EXERCISE PROMPT -
How many lines in the entries below contain the string "Every"? Reply with the number only.

——————————

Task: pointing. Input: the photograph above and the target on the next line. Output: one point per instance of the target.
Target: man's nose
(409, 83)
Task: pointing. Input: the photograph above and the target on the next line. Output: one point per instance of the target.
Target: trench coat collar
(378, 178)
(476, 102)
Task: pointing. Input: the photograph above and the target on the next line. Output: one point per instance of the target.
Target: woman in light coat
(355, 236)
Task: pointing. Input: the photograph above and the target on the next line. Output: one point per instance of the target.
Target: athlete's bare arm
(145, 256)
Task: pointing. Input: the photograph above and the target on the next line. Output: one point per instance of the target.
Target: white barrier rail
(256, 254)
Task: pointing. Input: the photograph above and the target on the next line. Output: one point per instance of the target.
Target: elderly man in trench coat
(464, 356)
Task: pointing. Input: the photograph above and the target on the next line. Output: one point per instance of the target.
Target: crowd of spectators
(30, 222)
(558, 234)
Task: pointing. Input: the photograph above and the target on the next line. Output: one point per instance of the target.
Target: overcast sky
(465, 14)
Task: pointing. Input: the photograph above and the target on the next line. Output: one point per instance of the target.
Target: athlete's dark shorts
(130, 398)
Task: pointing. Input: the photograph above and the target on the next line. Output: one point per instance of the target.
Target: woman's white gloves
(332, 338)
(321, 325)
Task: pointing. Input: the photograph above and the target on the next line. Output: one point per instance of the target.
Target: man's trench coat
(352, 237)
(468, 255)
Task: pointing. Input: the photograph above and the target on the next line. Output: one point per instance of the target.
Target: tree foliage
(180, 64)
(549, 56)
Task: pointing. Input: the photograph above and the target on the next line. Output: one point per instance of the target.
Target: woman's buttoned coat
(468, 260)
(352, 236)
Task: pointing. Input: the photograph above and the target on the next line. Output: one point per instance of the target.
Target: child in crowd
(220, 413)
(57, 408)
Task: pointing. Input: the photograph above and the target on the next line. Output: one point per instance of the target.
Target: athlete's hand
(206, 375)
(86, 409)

——————————

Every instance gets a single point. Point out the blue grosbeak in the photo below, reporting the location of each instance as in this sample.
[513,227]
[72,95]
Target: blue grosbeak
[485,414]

——————————

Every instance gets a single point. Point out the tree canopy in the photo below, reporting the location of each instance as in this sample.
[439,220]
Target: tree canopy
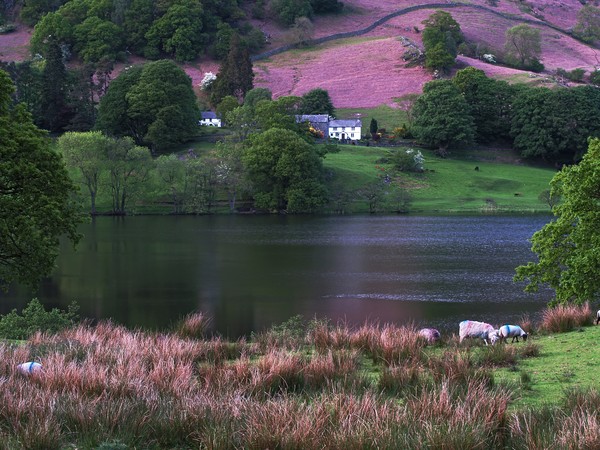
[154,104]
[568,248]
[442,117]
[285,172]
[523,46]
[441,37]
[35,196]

——————————

ANSWER TO THIS EXERCISE -
2